Every record below must be returned word for word, with the pictures left out.

(Information shown begins)

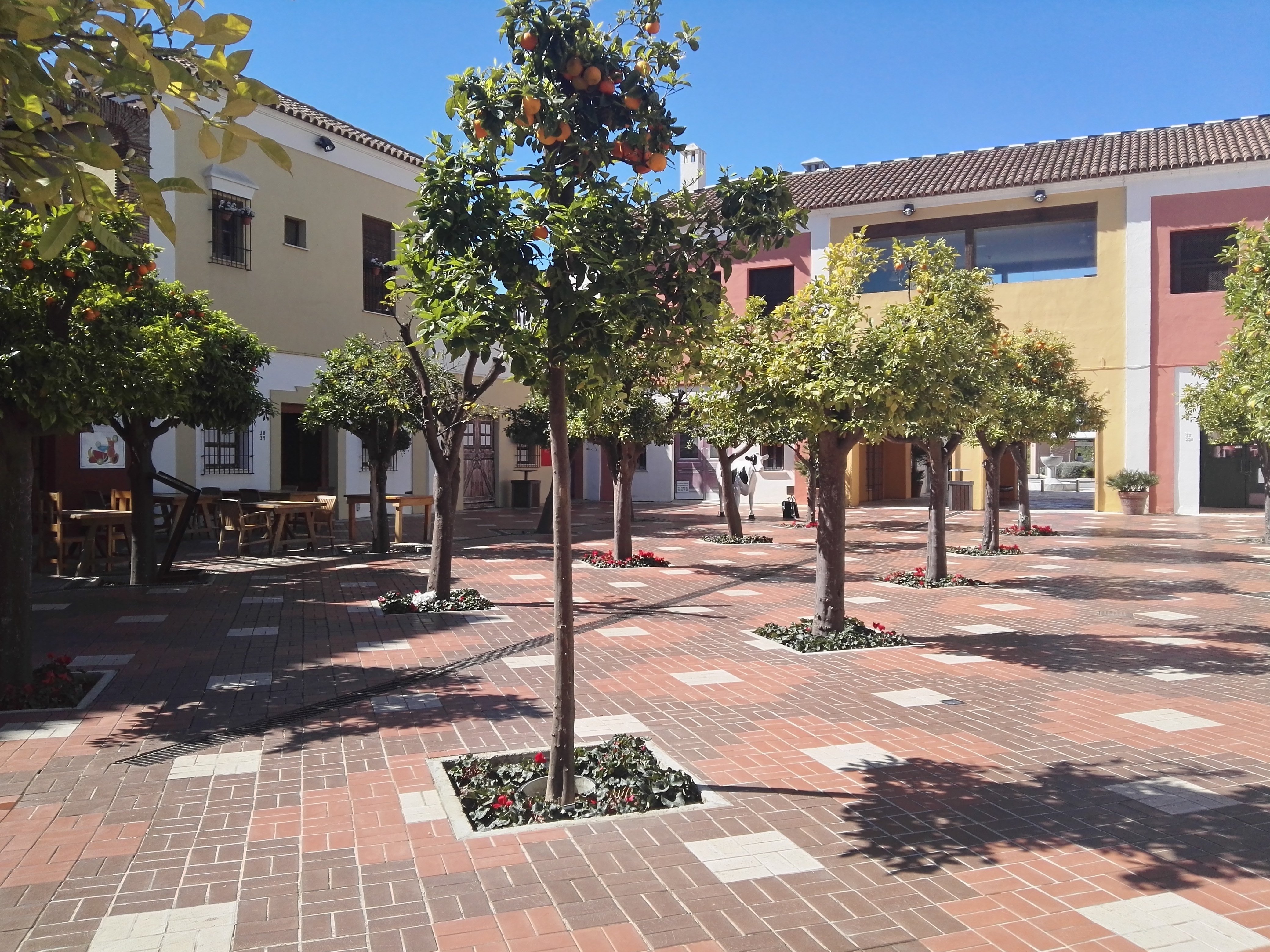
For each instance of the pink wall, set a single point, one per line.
(797, 253)
(1185, 329)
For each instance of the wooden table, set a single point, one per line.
(92, 520)
(398, 502)
(282, 514)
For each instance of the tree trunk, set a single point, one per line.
(379, 508)
(624, 511)
(937, 526)
(561, 767)
(16, 524)
(831, 531)
(140, 441)
(444, 507)
(992, 455)
(1020, 453)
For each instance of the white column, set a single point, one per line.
(1187, 454)
(1137, 328)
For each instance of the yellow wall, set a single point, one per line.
(1088, 312)
(299, 301)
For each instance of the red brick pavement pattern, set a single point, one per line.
(991, 836)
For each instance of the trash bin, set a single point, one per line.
(525, 494)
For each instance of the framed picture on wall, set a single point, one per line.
(102, 450)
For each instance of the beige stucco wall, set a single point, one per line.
(1090, 313)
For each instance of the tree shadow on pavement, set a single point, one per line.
(929, 815)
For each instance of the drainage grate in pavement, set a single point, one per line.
(303, 714)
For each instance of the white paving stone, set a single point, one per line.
(268, 631)
(713, 677)
(215, 765)
(237, 682)
(1166, 719)
(753, 856)
(37, 730)
(854, 757)
(100, 661)
(422, 806)
(1171, 795)
(958, 659)
(188, 930)
(609, 724)
(630, 631)
(1169, 922)
(1173, 675)
(529, 662)
(914, 697)
(398, 704)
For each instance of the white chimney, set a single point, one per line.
(693, 168)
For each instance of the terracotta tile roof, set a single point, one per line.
(1038, 163)
(329, 124)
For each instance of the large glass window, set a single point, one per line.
(887, 279)
(1194, 266)
(1039, 252)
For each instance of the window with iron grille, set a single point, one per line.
(376, 253)
(366, 461)
(228, 451)
(232, 230)
(773, 457)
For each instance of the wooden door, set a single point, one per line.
(479, 464)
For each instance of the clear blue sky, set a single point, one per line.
(779, 82)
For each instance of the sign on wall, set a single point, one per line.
(102, 450)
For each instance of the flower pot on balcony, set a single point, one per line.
(1133, 503)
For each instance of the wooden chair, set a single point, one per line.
(235, 522)
(324, 522)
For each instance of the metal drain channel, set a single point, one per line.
(303, 714)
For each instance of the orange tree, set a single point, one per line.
(530, 252)
(1036, 395)
(167, 357)
(50, 377)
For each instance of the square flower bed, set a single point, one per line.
(628, 780)
(982, 551)
(458, 601)
(640, 560)
(1033, 531)
(916, 579)
(855, 635)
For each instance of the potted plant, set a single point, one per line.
(1133, 487)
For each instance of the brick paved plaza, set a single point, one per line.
(1077, 758)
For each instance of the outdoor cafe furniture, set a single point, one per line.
(244, 526)
(398, 502)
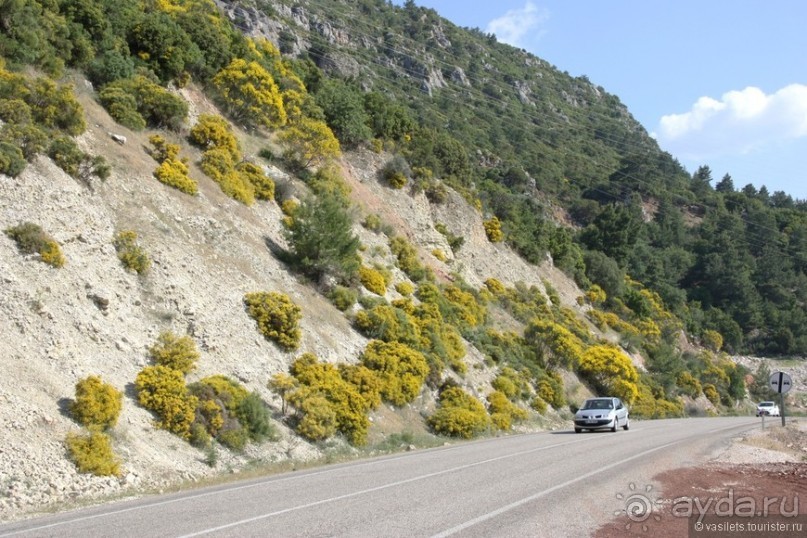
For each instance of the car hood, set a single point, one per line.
(594, 413)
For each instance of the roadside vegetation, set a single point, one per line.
(660, 253)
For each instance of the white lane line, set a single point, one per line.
(194, 496)
(372, 490)
(525, 500)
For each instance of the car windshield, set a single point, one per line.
(598, 404)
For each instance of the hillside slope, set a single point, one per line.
(93, 318)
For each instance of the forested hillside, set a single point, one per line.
(337, 206)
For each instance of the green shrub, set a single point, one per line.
(539, 405)
(319, 418)
(122, 106)
(405, 288)
(610, 371)
(12, 159)
(31, 239)
(493, 229)
(254, 416)
(234, 436)
(199, 437)
(408, 261)
(350, 408)
(372, 222)
(176, 352)
(277, 317)
(401, 370)
(262, 185)
(397, 172)
(373, 280)
(174, 173)
(550, 389)
(66, 154)
(92, 453)
(503, 412)
(711, 394)
(162, 390)
(390, 324)
(97, 404)
(228, 392)
(131, 255)
(342, 297)
(365, 380)
(214, 132)
(156, 106)
(459, 414)
(228, 413)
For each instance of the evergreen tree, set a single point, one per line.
(321, 237)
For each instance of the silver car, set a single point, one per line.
(601, 413)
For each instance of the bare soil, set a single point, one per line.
(721, 488)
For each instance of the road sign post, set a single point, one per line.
(781, 383)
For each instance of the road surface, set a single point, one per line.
(542, 484)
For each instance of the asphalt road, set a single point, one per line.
(543, 484)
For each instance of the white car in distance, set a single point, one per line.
(768, 409)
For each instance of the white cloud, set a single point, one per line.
(514, 25)
(741, 122)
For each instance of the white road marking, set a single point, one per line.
(194, 496)
(525, 500)
(377, 488)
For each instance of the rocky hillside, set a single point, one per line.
(92, 317)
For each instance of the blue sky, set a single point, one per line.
(717, 82)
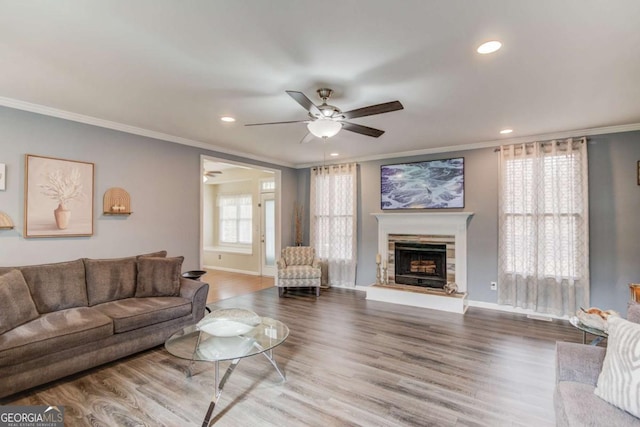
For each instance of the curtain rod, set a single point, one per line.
(551, 141)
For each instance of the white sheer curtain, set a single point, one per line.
(334, 220)
(544, 227)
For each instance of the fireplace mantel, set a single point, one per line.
(432, 224)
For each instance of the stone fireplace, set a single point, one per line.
(423, 251)
(420, 264)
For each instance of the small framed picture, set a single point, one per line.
(58, 197)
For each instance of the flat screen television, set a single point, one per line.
(432, 184)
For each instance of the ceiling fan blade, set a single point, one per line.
(373, 109)
(306, 103)
(364, 130)
(276, 123)
(307, 138)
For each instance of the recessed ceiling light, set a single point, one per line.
(489, 47)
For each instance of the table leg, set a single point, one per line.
(269, 355)
(219, 386)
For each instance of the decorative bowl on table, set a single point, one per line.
(595, 318)
(229, 322)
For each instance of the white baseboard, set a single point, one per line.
(516, 310)
(232, 270)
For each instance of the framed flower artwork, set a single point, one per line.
(58, 197)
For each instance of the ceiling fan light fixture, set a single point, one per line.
(489, 47)
(324, 128)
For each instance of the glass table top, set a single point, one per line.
(593, 331)
(228, 341)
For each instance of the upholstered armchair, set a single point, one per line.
(298, 267)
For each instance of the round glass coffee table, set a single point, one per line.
(227, 334)
(599, 333)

(Information shown ends)

Answer:
For each instance of the pink wall, set a single point, one per line.
(797, 253)
(1185, 329)
For each instance of the wooden table, set a single point, one per line.
(92, 520)
(398, 502)
(282, 514)
For each instance of the tree trunk, set a single point, one per line.
(379, 508)
(624, 511)
(937, 526)
(561, 767)
(16, 524)
(831, 531)
(140, 441)
(444, 507)
(992, 455)
(1020, 453)
For each instance of the white column, set a single point, one per line.
(1187, 454)
(1137, 328)
For each instance of the yellow wall, set a single point, one per line.
(1088, 312)
(299, 301)
For each instance of the red brick pavement pattern, set a single point, one per line.
(991, 836)
For each instance of the trash bin, set a single point, one per line.
(525, 494)
For each instance of the framed picture on wall, set a single point, one per line.
(102, 450)
For each instance of the beige stucco wall, set a single point, one per line.
(1090, 313)
For each instance of the tree shadow on pavement, set a single point, one per line.
(929, 815)
For each instance of the drainage grate in pavement, set a single point, one per line.
(303, 714)
For each instance of the white paving stone, set a single point, one per line.
(268, 631)
(713, 677)
(215, 765)
(237, 682)
(1166, 719)
(753, 856)
(37, 730)
(854, 757)
(100, 661)
(422, 806)
(1171, 795)
(958, 659)
(188, 930)
(609, 724)
(630, 631)
(1169, 922)
(1173, 675)
(529, 662)
(914, 697)
(398, 704)
For each instance of the white chimney, set a single point, one per line.
(693, 168)
For each instance of the terracotta tile roof, set a single point, one per line.
(1038, 163)
(329, 124)
For each instance of the large glass window, set a single point, one per line.
(887, 279)
(1194, 266)
(1039, 252)
For each instance of the window with iron grille, set a single point, one per line.
(376, 253)
(366, 461)
(228, 451)
(232, 230)
(773, 457)
For each instance of the wooden door, set a single point, one per line.
(479, 464)
For each instance of the clear blue sky, set a single point, one per line.
(779, 82)
For each instance of the sign on wall, set a single point, one per line.
(102, 450)
For each instance of the flower pot on balcony, set a single point, one per line.
(1133, 503)
For each instance of the wooden chair, set a single point, one per line.
(235, 522)
(324, 522)
For each instance of the metal drain channel, set a single point, one per line.
(303, 714)
For each instance of the orange tree, set a single point, one per line.
(530, 252)
(1036, 395)
(167, 357)
(50, 377)
For each instance of the square flower bed, set a single point, one per line.
(628, 780)
(982, 551)
(458, 601)
(640, 560)
(1033, 531)
(916, 579)
(855, 635)
For each instance of the potted plant, set a single point, one per line.
(1133, 487)
For each instance of the brick paved plaza, set a single point, one per line.
(1077, 758)
For each instance of the outdoor cafe furniture, set a single point, one per line.
(244, 526)
(398, 502)
For each instance of the car hood, set a single point, one per line.
(594, 413)
For each instance of the roadside vegetation, set a single point, one per line.
(660, 253)
For each instance of the white lane line, set a single point, one per line.
(194, 496)
(372, 490)
(525, 500)
For each instance of the car windshield, set a single point, one per line.
(598, 404)
For each instance of the hillside slope, set a single point, one per line.
(93, 318)
For each instance of the forested hillside, set a single point, one per line.
(337, 206)
For each instance of the green shrub, set a single point, one per line.
(539, 405)
(319, 418)
(122, 106)
(405, 288)
(610, 371)
(12, 159)
(31, 239)
(493, 229)
(254, 416)
(234, 436)
(199, 437)
(408, 261)
(350, 408)
(372, 222)
(176, 352)
(277, 317)
(401, 370)
(262, 185)
(397, 172)
(373, 280)
(174, 173)
(550, 389)
(66, 154)
(92, 453)
(503, 412)
(711, 394)
(162, 390)
(390, 324)
(97, 404)
(228, 392)
(131, 255)
(342, 297)
(365, 380)
(214, 132)
(156, 106)
(459, 414)
(228, 413)
For each instance of the evergreen tree, set a single point, one per line.
(321, 237)
For each instance of the silver car, set a single point, one per line.
(601, 413)
For each instance of the bare soil, set a single point, one per line.
(721, 488)
For each instance of the road sign post, set a single point, one per line.
(781, 383)
For each instance of the road surface, set a single point, one per line.
(542, 484)
For each instance of the asphalt road, set a single point, one per line.
(543, 484)
For each instance of the white car in distance, set a single point, one per line.
(768, 409)
For each instance of the white cloud, set a single point, one per line.
(514, 25)
(741, 122)
For each instance of the white road marking, set a single point, one per line.
(194, 496)
(525, 500)
(377, 488)
For each instance of the rocky hillside, set a single point, one per line.
(92, 317)
For each instance of the blue sky, set a single point, one per line.
(717, 82)
For each instance of the curtain rod, set a single point, one per line.
(551, 141)
For each instance of the white sheer curtain, set a single point, one per line.
(334, 220)
(544, 227)
For each instance of the fireplace mantel, set a single point, one per line.
(432, 224)
For each instance of the stone fireplace, set a single point, one per line.
(423, 251)
(420, 264)
For each instance of the small framed picture, set a single point, one per line.
(58, 197)
For each instance of the flat screen television, set a single point, one per line.
(432, 184)
For each instance of the ceiling fan blade, set a single point, one per line.
(373, 109)
(306, 103)
(364, 130)
(276, 123)
(307, 138)
For each instance of the recessed ceiling light, set a single point, one per line.
(489, 47)
For each instance of the table leg, set a single point, one per line.
(269, 355)
(219, 386)
For each instance of the decorative bowl on table, set a single point, one per line.
(595, 318)
(229, 322)
For each instance of the white baseboard, set a single point, one per line.
(516, 310)
(232, 270)
For each instance of the framed flower artwork, set a single point, one per line.
(58, 197)
For each instance of the ceiling fan light fixture, set a single point, one per line.
(489, 47)
(324, 128)
For each instance of the glass table top, set a single point, one per line.
(593, 331)
(228, 341)
For each instance of the upholstered armchair, set a single point, one per line.
(298, 267)
For each instance of the round glass coffee table, set a single point, one per line.
(227, 334)
(599, 333)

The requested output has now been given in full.